──────── Wybrany tekst ────────

Postautor: izun » 2009-11-21, 19:06

Witaj Michasiowa!A czy ktoś interesował się gospodarką hormonalna?Rozchwiane hormony potrafią nieżle zamieszać...
Pozdrawiam
kto pyta,nie błądzi...tylko czasem drogi nadkłada...

Ania vel Rysiek
Posty: 221
Rejestracja: 2008-12-02, 14:18
Lokalizacja: Warszawa

Postautor: Ania vel Rysiek » 2009-11-21, 20:27

absolutnie nie bagatelizuj jamistosci rdzenia...
pozdrawiam,
Ania

Persefona
Posty: 432
Rejestracja: 2008-09-25, 20:46
Lokalizacja: Zabrze

Postautor: Persefona » 2009-11-21, 21:52

Ania vel Rysiek pisze:absolutnie nie bagatelizuj jamistosci rdzenia...


No właśnie, większość objawów, które opisujesz może z tego wynikać.

Halina
Posty: 2372
Rejestracja: 2009-01-06, 11:51
Lokalizacja: śląskie
Kontaktowanie:

Postautor: Halina » 2009-11-22, 12:14

Nikt Ci nie sugerował szczegółowych badań kardiologicznych, szerzej pojętych niż EKG i echo serca.

michasiowa
Posty: 4
Rejestracja: 2009-11-08, 13:00
Lokalizacja: Galway

Postautor: michasiowa » 2009-11-22, 19:19

Lekarz, który mnie diagnozował w szpitalu, od razu podejrzewał SM - biorąc pod uwagę pogarszanie się objawów pod wpływem ciepła. Czy to jest objaw charakterystyczny tylko dla SM?
Żaden z lekarzy nie sugerował problemów z hormonami, z krążeniem krwi chyba wszystko ok. Wszyscy założyli, że parestezje plus problemy z widzeniem to sprawa neurologiczna. O jamistości rdzenia wiem tyle, że to ponoć rzadka przypadłość i że ogólnie niewiele o niej wiadomo. Neurochirurg stwierdził, że moja jama w rdzeniu jest malutka (ma w najszerszym miejscu 4mm) i wg niego nie powinna powodować żadnych problemów ze wzrokiem, jeśli już to z kończynami. Jeśli w przyszłości się powiększy, zrobią drenaż, ale na razie nie widzi takiej potrzeby.
Co do problemów z oczami, to z każdym dniem się pogarszają. Na początku miałam ataki zamglonego widzenia co 2-3 dni, w tej chwili już praktycznie źle widzę cały czas. No i ta podwyższona temperatura. W badaniu płynu mózgowo-rdzeniowego wyszło podwyższone białko, co może wskazywać na infekcję.

Halina
Posty: 2372
Rejestracja: 2009-01-06, 11:51
Lokalizacja: śląskie
Kontaktowanie:

Postautor: Halina » 2009-11-22, 19:32

michasiowa pisze:biorąc pod uwagę pogarszanie się objawów pod wpływem ciepła. Czy to jest objaw charakterystyczny tylko dla SM?

──────── Wyodrębnione dane ────────

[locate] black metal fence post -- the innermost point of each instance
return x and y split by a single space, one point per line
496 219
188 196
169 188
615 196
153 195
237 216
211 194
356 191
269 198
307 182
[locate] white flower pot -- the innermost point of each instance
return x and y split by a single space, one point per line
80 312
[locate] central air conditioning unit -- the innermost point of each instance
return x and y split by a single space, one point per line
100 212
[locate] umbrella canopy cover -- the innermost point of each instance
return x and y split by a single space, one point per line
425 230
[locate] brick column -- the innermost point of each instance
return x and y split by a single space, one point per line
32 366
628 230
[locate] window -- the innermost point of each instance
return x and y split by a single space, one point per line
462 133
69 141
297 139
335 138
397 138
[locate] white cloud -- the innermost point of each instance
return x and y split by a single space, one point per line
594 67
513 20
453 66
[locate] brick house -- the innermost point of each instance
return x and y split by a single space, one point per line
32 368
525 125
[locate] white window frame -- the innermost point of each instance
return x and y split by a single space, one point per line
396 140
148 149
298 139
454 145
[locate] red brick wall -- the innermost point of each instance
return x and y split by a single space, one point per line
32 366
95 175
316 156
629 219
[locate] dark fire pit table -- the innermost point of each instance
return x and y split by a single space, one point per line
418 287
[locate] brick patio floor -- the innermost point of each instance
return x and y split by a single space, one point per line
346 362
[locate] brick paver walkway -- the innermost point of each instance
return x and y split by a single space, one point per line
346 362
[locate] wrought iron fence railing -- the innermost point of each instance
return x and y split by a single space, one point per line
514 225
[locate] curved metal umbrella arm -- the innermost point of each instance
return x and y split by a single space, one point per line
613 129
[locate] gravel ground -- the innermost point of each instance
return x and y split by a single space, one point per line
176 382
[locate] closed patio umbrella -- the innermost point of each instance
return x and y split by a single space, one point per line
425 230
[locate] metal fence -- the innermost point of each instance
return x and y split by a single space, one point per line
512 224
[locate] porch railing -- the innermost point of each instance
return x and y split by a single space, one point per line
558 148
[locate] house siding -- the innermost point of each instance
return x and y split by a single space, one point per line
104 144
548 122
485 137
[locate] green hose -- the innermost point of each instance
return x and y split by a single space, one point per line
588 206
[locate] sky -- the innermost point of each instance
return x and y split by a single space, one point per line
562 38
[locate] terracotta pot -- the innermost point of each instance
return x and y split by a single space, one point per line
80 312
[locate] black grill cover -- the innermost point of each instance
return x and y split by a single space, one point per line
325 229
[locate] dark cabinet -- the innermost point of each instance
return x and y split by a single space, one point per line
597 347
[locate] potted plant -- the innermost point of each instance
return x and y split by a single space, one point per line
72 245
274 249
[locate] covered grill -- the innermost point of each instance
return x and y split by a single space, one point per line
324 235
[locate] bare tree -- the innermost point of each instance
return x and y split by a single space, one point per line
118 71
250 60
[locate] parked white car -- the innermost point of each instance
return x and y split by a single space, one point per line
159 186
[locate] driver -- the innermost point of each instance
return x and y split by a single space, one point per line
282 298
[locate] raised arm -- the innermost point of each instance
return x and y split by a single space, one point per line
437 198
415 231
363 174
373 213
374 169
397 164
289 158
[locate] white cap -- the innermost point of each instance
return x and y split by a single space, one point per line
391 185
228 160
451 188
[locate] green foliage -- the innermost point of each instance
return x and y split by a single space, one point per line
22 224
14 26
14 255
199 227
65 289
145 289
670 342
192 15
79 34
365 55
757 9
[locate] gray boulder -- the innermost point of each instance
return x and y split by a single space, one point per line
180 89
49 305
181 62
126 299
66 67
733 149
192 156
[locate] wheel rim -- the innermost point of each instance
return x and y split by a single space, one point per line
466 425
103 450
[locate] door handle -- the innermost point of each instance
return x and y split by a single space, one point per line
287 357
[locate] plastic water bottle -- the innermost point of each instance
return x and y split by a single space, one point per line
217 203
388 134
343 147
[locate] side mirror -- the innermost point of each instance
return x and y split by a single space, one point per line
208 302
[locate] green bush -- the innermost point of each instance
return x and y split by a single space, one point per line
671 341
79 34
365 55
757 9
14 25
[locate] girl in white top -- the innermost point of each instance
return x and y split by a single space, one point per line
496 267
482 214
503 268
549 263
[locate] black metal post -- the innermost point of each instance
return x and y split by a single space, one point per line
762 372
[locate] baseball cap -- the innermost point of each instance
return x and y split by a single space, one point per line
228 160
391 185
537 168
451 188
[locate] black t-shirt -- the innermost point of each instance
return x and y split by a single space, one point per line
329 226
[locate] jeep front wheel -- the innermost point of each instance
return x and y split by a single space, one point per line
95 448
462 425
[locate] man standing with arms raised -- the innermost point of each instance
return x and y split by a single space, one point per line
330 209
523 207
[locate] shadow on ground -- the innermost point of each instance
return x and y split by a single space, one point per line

────────

Zadanie do wykonania
Dopisz dalszy ciąg wątku z forum o objawach neurologicznych. Zacznij bezpośrednio po ostatnim zdaniu, na którym się kończy.

Wynik
Oczywiście, ze nie jest to specyficzne dla SM; żle funkcjonujący układ krążenia także daje o sobie wyrażnie znać pod wpływem ciepła.

Me_Lilo
Posty: 532
Rejestracja: 2009-04-21, 10:29
Lokalizacja: Warszawa

Postautor: Me_Lilo » 2009-11-24, 10:47

Michasiowa - myślę, że warto jeszcze zrobić badania w kierunku reumatologicznych chorób autoimmunologicznych takich jak choroby tkanki łącznej! To głównie badania z krwi - warto zrobić! Jeśli masz podwyższone białko w płynie m-rdz to niedobrze, bo mogłoby to świadczyć o toczącej się infekcji w mózgu...czyli zucie:/
Warto by było zrobić jeszcze badanie dna oka + potencjały wzrokowe!
Trzymaj się!
"Nabywając koty, nabywasz gratis wierne serduszka"

synapsa
Posty: 48
Rejestracja: 2009-10-27, 12:24
Lokalizacja: Tychy
Kontaktowanie:

Postautor: synapsa » 2009-11-24, 19:37

Witajcie:)
Czy były jeszcze jakieś nieprawidłowości w badaniach? Jakie inne badania zrobiono? Czy CRP, OB, badanie ogólne moczu było w normie? Miałaś włączone jakieś leczenie?
Pozdrawiam

S.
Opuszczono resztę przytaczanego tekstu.